* Task directions *
Can you copy out the records word for word, starting at the beginning of the records and stopping after the line that contains "column 217, row 157"? Leave the pictures out of your reply.

>> START

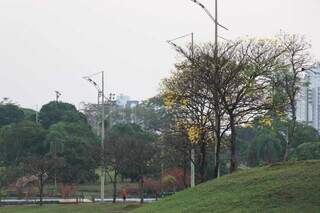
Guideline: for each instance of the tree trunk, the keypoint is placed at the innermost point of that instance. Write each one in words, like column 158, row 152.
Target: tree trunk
column 41, row 189
column 114, row 189
column 141, row 189
column 185, row 164
column 233, row 156
column 218, row 138
column 217, row 157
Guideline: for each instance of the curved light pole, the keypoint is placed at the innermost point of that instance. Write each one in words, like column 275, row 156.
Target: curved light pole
column 192, row 154
column 100, row 92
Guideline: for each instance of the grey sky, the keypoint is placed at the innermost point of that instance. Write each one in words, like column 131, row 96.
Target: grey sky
column 49, row 45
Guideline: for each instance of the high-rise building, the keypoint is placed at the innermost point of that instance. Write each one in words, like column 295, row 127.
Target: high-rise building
column 308, row 103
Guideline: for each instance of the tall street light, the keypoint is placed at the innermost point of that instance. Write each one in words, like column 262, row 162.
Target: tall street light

>> END

* Completed task *
Guideline: for each instance of the tree trunk, the keypoint is placed at the innermost point of that instance. Write each one in words, like column 158, row 152.
Target: tree trunk
column 41, row 189
column 114, row 189
column 141, row 189
column 185, row 164
column 233, row 156
column 218, row 138
column 217, row 157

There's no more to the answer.